Work instruction: Beginning with the first entry, print all the records exactly.
#### Recorded data ####
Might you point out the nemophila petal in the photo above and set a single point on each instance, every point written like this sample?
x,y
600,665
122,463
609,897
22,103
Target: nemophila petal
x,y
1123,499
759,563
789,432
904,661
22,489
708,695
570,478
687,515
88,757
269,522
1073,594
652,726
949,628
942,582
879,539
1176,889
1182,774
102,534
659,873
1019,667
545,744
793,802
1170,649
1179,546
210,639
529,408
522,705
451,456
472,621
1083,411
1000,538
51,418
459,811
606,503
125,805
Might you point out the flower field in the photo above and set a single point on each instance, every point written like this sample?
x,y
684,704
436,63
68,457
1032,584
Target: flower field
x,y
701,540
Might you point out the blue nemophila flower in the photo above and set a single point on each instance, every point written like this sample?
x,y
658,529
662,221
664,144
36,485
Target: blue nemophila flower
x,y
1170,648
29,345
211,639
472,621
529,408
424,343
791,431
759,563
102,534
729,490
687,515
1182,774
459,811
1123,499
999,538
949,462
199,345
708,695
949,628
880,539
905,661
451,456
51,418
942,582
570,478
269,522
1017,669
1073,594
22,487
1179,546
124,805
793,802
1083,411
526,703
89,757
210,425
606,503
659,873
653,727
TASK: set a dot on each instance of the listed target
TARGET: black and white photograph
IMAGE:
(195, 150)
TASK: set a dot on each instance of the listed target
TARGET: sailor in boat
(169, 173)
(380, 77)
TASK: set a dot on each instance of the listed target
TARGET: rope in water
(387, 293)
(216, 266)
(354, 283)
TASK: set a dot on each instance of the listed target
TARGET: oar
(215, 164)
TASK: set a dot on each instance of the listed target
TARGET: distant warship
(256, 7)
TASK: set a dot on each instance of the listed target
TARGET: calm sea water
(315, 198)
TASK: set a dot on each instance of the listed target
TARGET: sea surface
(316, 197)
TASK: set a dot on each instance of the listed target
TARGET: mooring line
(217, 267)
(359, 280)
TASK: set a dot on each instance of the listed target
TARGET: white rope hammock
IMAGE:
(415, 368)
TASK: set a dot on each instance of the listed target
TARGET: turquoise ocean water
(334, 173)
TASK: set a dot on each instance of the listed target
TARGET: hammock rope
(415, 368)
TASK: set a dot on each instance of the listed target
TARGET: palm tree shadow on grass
####
Your response:
Might you point out the nemophila petal in the photo above and set a single point on each instance, every point written like this sample?
x,y
600,665
122,463
609,897
22,103
Target: nemophila petal
x,y
1123,499
759,563
789,432
904,661
22,489
708,695
570,478
687,515
88,757
269,522
1073,594
652,726
949,628
942,582
879,539
1176,889
1182,774
102,534
659,873
1019,667
545,744
793,802
1170,649
1179,546
210,639
529,408
522,705
451,456
472,621
1083,411
1000,538
51,418
459,811
606,503
125,805
Might you point out the flower field in the photo above and set a single point on each instance, every point written like this sample?
x,y
684,704
436,63
68,457
1032,584
Target: flower field
x,y
701,540
Might you point out the blue nemophila flower in the photo above and set a single point on each instance, every point written like this sample?
x,y
658,529
662,221
664,144
36,485
Target: blue nemophila flower
x,y
1170,648
29,345
211,639
472,621
529,408
424,343
791,431
759,563
102,534
729,490
687,515
1182,774
459,811
1123,499
999,538
949,462
199,345
708,695
949,628
880,539
905,661
451,456
51,418
942,582
570,478
269,522
1017,669
1073,594
22,487
1179,546
124,805
793,802
1083,411
526,703
89,757
210,425
606,503
659,873
653,727
TASK: set a dot on each instance of the listed target
TARGET: black and white photograph
IMAGE:
(195, 150)
TASK: set a dot on each instance of the listed target
TARGET: sailor in boat
(169, 173)
(380, 77)
TASK: set a dot on each instance of the listed target
TARGET: rope in water
(387, 293)
(216, 266)
(354, 283)
TASK: set a dot on each instance of the listed target
TARGET: oar
(215, 164)
TASK: set a dot on each instance of the listed target
TARGET: distant warship
(256, 7)
TASK: set a dot on each instance of the listed target
TARGET: calm sea water
(315, 198)
TASK: set a dot on each instance of the listed target
TARGET: sea surface
(316, 197)
TASK: set a dot on each instance of the listed target
TARGET: mooring line
(217, 267)
(359, 280)
TASK: set a dot on each instance of the listed target
TARGET: white rope hammock
IMAGE:
(415, 368)
TASK: set a dot on each instance of the listed target
TARGET: turquoise ocean water
(334, 173)
TASK: set a dot on each instance of the listed target
TARGET: hammock rope
(415, 368)
TASK: set a dot on each instance of the listed target
TARGET: palm tree shadow on grass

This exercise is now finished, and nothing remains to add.